■ Text provided

______________________________

Since Tor employs the uniquely targeted scrambling of public key encryption, each layer of onion skin is wrapped in a way that can be unwrapped only by the next node. All the messengers have keys to a layer of the onion, but they can only open the layers specifically addressed to them. So that first node in the chain might see that an Iranian informant wants to visit a website, but it can only open the layer of encryption that tells it to pass the rest of the onion on to a node in Cupertino. Even if Iran’s secret police control that relay, they’ll never know that the data jumped from California on to Berlin and finally to the CIA website in Langley, Virginia.
But is Tor secure enough to stymie the CIA itself, along with its brainier cousin, the NSA? The typical answer to that question is one I hear from Chris Soghoian, a Soros Foundation fellow who lives in Washington, D.C., and spends his days fighting for stronger privacy and anonymity regulations. “Have you got a better alternative?”
Tor, as Soghoian and most other security researchers will tell you, is not secure. For those who have watched the world of cryptography long enough, nothing is. Every crypto-system has hidden weaknesses that another cleverer cryptographer will ferret out. And almost any scheme can be cracked with enough time and computing power. But “Tor has been torn apart and banged on for years,” says Soghoian. “Every year flaws are found and fixed. Because of that, it’s better than the rest. It’s the only solidly peer-reviewed anonymity system for real-time communications.”

______________________________

■ Recorded information
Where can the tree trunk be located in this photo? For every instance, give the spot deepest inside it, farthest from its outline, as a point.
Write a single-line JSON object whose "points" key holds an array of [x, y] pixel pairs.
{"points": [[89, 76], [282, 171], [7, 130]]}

______________________________

Can you return, word for word, the stretch of the passage on Tor from "Since Tor employs" through "in Langley, Virginia."?

■ The answer
Since Tor employs the uniquely targeted scrambling of public key encryption, each layer of onion skin is wrapped in a way that can be unwrapped only by the next node. All the messengers have keys to a layer of the onion, but they can only open the layers specifically addressed to them. So that first node in the chain might see that an Iranian informant wants to visit a website, but it can only open the layer of encryption that tells it to pass the rest of the onion on to a node in Cupertino. Even if Iran’s secret police control that relay, they’ll never know that the data jumped from California on to Berlin and finally to the CIA website in Langley, Virginia.